- 課題の条件 -
- 1) 中山君との出会いを語る本文から、「もともと同じクラスで既に3カ月くらい授業を受けていたためお互い顔は知っていました。」を英語に訳すこと。
- 2) 中山君との出会いを語る本文のうち、「中山工務店の中山さんですね?」で始まるせりふを、要点を残して短く言い換えること。
- 3) 中山君との出会いを語る本文を、最後の文の後から引き継いで書き進めてください。

- ページ本文 -

☆ ☆ ☆ ☆

超高難易度の松本邸に入る業者が見つからず八方塞がりでした。

そんな中、当時通っていた一級建築士資格学校で工務店の息子っぽい生徒を見つけました。

とにかく僅かな可能性に賭けてみようと思った私はその生徒に話しかけました。




その角刈りの生徒の正体とは

<私、>
「すみません。。
私、新光クリエイト株式会社のトラジロウと申します。
もしかして工務店さんをやられているんでしょうか?」




突然私に話しかけられ、、


その角刈りの生徒は少し戸惑った様子でしたが、、




<角刈りの生徒>
「ああ、、どうも。。
自分の家は工務店だけど、、
オヤジが元々大工で中山工務店っていう名前でやってます。
自分はゼネコンで働いていて現場監督やってます。」


<私、>
「突然話しかけちゃって申し訳ないです。
実は自分の会社はリフォーム会社なんですが、、
鉄筋コンクリート造一戸建ての全改装リフォームをやってくれる業者を探してます。」


<角刈りの生徒>
「えっ?!、、でもリフォーム会社でしょ?
協力業者で大工とか工務店とか、、
やってくれる業者いないんすか?
ああ、、オレ中山っす!」


<私、>
「中山工務店の中山さんですね?
トラジロウです。よろしくお願いします。
木造ではなく鉄筋コンクリート造で難易度が高いことと、、
7月末引渡しと短工期なので一人親方の大工だと間に合わないんです。。」




といった感じで、

22:00に授業が終わってから資格学校近くの居酒屋でいろいろ話しをしました。

もともと同じクラスで既に3カ月くらい授業を受けていたためお互い顔は知っていました。


ただし今まで話をしたことはありません。


しかし話してみると同じ年ということもわかり意気投合しました。

、といいますか、、

私が彼と波長が合うように気を利かせたというのが実際です。

なぜなら中山君はかなりクセの強いトガッたタイプだったからです。

例えばクラス内で友達を作ろうと思った時に最も近寄りにくいタイプでした。

しかし私は持ち前のコミュ力を駆使して何とか仲良くなりました。

その後、本題からソレて中山君の家族内トラブルや勤務先のゼネコンでのグチなど。。

☆ ☆ ☆ ☆

- 提示資料 -
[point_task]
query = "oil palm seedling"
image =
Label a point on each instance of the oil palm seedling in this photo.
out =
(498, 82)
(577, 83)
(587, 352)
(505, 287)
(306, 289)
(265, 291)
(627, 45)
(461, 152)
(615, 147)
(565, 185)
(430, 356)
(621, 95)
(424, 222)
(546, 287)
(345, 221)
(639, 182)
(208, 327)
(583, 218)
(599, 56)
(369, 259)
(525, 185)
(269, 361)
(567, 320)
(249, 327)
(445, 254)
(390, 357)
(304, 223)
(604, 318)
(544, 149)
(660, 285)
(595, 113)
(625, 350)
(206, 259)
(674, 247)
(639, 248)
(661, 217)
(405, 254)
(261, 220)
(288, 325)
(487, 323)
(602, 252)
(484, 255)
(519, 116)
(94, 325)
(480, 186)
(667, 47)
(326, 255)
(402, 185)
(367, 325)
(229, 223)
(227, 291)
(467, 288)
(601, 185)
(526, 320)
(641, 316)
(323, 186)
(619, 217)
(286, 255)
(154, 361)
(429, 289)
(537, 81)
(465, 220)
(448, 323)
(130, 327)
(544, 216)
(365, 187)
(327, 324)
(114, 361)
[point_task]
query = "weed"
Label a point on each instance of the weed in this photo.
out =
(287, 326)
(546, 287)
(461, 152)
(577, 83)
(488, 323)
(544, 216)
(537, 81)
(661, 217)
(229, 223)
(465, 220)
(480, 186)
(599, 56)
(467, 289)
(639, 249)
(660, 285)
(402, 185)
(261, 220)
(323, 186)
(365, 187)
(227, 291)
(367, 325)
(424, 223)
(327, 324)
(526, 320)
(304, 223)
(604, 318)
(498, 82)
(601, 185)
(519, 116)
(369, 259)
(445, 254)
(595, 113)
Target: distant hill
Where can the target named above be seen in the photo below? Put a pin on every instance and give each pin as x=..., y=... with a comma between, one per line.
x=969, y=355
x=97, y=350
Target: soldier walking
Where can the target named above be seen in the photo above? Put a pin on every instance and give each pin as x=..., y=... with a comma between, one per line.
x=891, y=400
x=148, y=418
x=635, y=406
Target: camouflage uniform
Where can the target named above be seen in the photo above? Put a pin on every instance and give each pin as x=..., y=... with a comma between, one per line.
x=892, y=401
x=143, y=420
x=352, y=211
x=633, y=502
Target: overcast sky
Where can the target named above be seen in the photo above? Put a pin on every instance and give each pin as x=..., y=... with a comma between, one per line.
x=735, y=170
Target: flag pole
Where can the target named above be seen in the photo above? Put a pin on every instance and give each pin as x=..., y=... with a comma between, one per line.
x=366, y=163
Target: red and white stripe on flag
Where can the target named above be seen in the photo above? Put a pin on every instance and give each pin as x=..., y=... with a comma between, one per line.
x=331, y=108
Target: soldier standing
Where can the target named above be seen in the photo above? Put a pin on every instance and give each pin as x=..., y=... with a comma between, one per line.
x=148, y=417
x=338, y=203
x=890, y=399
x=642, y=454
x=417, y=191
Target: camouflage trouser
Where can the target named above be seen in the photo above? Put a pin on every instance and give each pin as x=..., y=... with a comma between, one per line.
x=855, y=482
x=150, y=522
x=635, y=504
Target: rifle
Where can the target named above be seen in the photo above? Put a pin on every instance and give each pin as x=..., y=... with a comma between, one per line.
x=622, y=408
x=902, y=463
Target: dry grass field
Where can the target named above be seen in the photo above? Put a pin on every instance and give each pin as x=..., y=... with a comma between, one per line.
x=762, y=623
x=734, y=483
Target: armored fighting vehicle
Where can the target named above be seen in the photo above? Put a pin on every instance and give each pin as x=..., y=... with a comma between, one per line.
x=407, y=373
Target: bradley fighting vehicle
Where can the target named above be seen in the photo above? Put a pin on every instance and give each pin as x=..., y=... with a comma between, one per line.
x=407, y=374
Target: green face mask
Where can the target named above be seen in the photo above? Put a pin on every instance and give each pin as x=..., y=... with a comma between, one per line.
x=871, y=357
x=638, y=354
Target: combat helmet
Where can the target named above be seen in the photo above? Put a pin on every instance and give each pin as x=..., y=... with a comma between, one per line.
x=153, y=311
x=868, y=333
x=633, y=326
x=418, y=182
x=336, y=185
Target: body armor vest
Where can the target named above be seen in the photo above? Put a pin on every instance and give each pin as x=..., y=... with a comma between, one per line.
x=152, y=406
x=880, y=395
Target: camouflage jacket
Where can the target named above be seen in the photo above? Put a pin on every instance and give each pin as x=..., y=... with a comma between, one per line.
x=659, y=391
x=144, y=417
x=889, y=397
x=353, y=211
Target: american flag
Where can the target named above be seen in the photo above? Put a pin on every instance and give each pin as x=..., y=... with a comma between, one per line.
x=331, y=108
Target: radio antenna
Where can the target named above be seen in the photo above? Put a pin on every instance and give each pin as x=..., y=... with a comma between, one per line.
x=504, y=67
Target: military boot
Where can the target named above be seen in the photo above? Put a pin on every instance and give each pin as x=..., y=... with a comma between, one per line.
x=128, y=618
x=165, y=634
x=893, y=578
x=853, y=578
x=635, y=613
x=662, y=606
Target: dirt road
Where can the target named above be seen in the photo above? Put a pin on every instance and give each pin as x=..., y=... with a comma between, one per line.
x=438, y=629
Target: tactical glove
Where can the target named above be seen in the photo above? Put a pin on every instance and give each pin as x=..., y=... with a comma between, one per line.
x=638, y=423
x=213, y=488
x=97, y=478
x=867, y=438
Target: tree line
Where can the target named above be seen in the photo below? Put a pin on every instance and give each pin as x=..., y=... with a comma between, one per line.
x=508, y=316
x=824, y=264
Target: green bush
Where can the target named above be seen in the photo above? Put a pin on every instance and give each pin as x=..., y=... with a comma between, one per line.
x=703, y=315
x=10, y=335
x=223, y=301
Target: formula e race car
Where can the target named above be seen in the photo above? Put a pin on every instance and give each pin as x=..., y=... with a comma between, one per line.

☆ ☆ ☆ ☆

- 解答例 -
- 1) We had already been attending the same class for about three months, so we knew each other by sight.

- 2) 「中山工務店の中山さんですね。トラジロウです。鉄筋コンクリート造で難易度が高く、7月末引渡しの短工期なので、一人親方の大工では間に合わないんです。」

- 3)
朝方まで一方的に何時間も話し込まれてしまいました。

果たして中山工務店は救世主となるのか?

中山君の話を親身になって聞いていた私でしたが。。

朝方になってようやく私の本題である業者探しの話題に戻りました。

私は中山君に全てを打ちあけました。

それに対して中山君はこう話しをしてきました。


<中山>
「トラジロウ君、大体概要はわかったよ。
ウチの工務店、昔は20人以上大工や社員がいて隆盛にやってたんだ。
でも今はほとんどオヤジ一人でやってる。
あとは知り合いの業者を使って工事を請け負ってるんだ。
住友不動産の【新築そっくりさん】って知ってるだろ?
その全改装リフォームを請け負ってる一括業者なんだ。
だけど最近は請負金額が厳しくて、、
最初に1000万円って工事を依頼されたら基本それ以上もらえないんだ。
だからこの間の工事は赤字だった。」


<私、>
「なるほど。。
でも大型工事には慣れてるよね?」


<中山>
「オヤジは元大工だけど基本は大工として現場には入らない。
請け負った大型工事の監督をやるので手一杯だ。
現場を担当する職人もなかなか確保が難しい。
オヤジの仲間の大工はみんな高齢で、、
しかも忙しいんだ。
だからオヤジが監督やりながら大工もやらざる追えない状況になってきてる。
オレは将来オヤジの工務店を継ごうと思ってるけど今はゼネコンの現場監督だから手伝えない。」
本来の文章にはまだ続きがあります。